## JOB
Pick out every line in the items below that contains the string "hair", matching case exactly, and copy each one.

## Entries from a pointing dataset
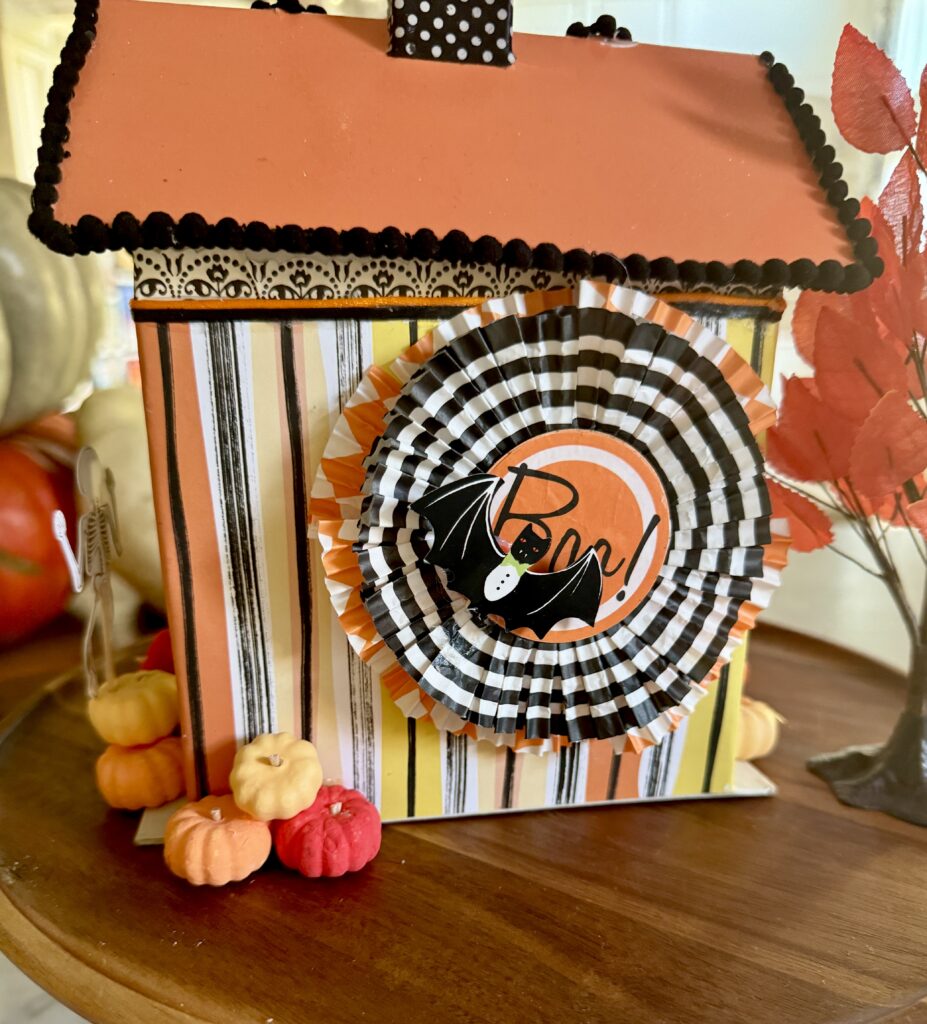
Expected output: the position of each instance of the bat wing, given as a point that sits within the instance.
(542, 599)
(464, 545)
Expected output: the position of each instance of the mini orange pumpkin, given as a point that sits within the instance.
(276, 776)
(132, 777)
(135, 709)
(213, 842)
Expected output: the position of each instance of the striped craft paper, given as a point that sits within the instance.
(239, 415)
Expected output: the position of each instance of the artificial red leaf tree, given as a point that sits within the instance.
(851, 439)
---
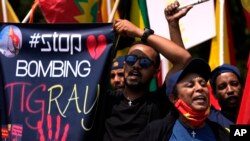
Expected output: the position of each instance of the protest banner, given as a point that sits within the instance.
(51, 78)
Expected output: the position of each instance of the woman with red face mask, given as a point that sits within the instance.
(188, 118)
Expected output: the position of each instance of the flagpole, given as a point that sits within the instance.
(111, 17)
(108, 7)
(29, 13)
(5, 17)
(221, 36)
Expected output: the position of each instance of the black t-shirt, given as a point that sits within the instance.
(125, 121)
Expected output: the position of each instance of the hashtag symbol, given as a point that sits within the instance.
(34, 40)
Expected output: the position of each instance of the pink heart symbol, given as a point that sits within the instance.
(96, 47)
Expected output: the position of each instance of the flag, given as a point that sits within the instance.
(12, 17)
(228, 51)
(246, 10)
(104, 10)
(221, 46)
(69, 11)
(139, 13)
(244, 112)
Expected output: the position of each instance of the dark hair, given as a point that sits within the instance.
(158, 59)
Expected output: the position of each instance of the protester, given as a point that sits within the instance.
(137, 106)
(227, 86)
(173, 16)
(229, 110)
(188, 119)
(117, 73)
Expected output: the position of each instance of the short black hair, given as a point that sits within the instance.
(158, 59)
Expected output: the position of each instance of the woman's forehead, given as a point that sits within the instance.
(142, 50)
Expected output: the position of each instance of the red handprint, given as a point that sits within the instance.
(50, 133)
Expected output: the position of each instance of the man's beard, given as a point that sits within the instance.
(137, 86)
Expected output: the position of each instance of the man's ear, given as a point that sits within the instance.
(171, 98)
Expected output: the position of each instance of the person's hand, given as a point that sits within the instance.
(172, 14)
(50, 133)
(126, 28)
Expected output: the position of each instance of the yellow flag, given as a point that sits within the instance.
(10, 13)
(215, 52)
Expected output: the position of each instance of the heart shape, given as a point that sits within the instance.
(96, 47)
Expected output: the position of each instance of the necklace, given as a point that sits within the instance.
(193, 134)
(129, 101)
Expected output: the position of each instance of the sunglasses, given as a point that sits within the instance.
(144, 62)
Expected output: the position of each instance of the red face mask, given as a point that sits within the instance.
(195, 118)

## WRITTEN SOLUTION
Expected output: the position of each instance of the dark hair, given as a point that sits within the instance.
Expected output: the position of each instance of the short black hair, given as a point that sits within the instance.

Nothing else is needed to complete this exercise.